Instruction for the entries that follow: retype exactly the lines from the line with "[1080, 355], one" to the line with "[852, 539], one", both included, and omit all others.

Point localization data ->
============================================================

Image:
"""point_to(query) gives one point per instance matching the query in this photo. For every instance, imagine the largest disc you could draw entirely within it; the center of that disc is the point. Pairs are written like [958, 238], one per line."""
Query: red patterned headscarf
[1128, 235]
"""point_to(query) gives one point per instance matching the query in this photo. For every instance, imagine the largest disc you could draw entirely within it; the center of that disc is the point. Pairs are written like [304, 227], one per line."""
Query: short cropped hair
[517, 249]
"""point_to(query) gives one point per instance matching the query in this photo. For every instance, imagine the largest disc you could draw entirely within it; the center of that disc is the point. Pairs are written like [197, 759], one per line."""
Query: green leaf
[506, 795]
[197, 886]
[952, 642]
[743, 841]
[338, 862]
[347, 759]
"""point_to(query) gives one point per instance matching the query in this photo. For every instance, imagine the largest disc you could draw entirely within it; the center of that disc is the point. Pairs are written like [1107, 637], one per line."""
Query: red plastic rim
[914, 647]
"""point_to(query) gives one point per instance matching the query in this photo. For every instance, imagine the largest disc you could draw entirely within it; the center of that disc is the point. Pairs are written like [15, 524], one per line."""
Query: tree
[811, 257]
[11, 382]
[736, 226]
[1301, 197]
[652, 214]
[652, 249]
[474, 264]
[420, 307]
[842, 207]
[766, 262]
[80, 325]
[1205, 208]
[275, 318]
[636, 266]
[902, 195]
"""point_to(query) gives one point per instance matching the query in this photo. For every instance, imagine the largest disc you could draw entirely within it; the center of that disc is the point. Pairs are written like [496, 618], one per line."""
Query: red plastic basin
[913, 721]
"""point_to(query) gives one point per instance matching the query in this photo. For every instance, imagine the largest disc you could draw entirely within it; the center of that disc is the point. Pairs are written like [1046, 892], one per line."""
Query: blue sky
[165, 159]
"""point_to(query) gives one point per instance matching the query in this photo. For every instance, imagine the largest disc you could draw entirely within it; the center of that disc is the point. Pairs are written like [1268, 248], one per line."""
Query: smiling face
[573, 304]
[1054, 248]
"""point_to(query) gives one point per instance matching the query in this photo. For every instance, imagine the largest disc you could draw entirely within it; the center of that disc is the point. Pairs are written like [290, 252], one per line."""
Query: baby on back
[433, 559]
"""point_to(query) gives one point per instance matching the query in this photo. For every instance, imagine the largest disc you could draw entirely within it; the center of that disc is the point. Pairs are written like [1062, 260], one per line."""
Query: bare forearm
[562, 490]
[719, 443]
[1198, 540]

============================================================

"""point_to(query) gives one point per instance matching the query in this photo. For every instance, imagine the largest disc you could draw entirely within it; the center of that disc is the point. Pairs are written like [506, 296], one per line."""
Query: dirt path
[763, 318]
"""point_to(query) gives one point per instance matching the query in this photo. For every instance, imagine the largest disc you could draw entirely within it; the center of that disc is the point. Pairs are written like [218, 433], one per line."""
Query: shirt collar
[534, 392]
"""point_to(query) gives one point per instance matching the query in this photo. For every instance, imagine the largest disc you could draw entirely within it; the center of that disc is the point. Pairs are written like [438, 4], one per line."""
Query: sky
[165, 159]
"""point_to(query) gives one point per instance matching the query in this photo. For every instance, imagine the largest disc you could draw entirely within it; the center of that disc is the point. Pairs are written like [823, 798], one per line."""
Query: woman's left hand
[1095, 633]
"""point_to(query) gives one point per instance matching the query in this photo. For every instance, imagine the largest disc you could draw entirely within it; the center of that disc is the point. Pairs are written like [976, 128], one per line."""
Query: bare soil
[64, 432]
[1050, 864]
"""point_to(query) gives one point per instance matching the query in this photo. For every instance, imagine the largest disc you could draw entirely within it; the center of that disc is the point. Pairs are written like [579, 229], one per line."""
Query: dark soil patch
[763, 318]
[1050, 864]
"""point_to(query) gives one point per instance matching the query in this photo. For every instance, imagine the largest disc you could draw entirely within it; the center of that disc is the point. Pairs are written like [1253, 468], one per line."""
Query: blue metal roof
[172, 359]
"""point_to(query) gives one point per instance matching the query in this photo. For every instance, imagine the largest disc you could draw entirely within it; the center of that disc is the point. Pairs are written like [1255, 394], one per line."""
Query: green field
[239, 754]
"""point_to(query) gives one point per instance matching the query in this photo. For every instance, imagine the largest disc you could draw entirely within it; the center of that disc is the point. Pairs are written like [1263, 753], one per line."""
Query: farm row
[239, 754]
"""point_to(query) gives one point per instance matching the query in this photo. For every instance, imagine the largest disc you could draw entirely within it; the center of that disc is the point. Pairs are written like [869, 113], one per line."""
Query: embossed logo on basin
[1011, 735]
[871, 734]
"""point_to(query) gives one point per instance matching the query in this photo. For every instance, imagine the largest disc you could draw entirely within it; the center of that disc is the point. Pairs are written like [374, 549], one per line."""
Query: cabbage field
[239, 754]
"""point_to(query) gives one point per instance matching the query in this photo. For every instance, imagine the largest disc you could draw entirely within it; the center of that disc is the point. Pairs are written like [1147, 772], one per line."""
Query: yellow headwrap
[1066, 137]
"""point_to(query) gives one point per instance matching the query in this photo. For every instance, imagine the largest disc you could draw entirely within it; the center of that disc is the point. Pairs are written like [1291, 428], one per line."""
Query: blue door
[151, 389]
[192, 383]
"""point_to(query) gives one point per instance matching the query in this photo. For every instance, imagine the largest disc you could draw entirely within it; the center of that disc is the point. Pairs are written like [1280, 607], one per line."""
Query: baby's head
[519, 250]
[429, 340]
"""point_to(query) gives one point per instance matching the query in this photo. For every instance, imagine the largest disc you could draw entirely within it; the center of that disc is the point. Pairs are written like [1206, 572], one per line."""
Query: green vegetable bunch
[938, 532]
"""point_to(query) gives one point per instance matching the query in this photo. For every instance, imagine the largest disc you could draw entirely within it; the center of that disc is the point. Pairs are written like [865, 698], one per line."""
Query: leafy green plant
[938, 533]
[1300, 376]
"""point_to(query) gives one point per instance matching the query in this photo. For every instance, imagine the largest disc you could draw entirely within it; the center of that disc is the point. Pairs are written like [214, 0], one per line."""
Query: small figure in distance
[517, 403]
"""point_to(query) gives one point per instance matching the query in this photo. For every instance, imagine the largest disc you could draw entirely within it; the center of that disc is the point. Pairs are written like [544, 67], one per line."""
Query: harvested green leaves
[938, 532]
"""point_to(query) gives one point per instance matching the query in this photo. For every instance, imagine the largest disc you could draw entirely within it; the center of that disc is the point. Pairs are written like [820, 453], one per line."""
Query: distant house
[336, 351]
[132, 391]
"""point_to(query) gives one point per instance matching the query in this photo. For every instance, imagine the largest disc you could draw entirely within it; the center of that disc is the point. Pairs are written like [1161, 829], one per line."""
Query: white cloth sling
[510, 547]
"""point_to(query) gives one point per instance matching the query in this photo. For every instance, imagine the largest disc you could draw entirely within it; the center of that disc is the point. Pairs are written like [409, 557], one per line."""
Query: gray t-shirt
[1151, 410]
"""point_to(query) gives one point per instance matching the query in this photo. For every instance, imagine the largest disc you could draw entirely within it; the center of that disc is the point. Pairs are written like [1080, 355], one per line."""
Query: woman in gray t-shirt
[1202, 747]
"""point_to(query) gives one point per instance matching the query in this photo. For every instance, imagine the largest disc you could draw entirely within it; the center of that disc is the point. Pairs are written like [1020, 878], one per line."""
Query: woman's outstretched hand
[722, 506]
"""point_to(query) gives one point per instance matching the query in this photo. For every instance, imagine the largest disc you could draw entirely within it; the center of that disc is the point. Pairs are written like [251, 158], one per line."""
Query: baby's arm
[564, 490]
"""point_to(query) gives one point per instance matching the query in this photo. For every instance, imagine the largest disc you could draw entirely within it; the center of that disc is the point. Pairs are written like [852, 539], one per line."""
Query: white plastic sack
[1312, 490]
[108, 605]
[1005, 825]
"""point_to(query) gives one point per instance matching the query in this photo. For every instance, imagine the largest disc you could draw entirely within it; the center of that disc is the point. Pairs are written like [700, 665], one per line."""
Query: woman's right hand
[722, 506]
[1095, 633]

============================================================

Task answer ->
"""point_to(query) gives one point per instance matching the query in this photo. For every instance, imagine the largest disc you could draw entirely within it; the center of that disc is the point. Pairs are written like [1080, 355], one per line."""
Query: woman in gray t-shirt
[1202, 747]
"""point_to(query) gives one point per instance matching the query in this photo. For every instance, imagine the largest disc you could draw entirely within it; the center of that disc is the point. Pairs are written like [1020, 878], one per line."""
Query: woman's outstretched hand
[722, 506]
"""point_to(query) gives one point per instance matching the query in this photo. For every instance, imagine the largest disc you could draw entirely within it; the center of that disc is the point. Pairs are written like [251, 158], one per line."""
Query: baby's arm
[564, 490]
"""point_to(query) gives one point per instance matching the query in this photo. For every instance, imagine the largest disc you could draw entirely within it; the center of that disc is the point. Pairs are written like [852, 539], one per line."""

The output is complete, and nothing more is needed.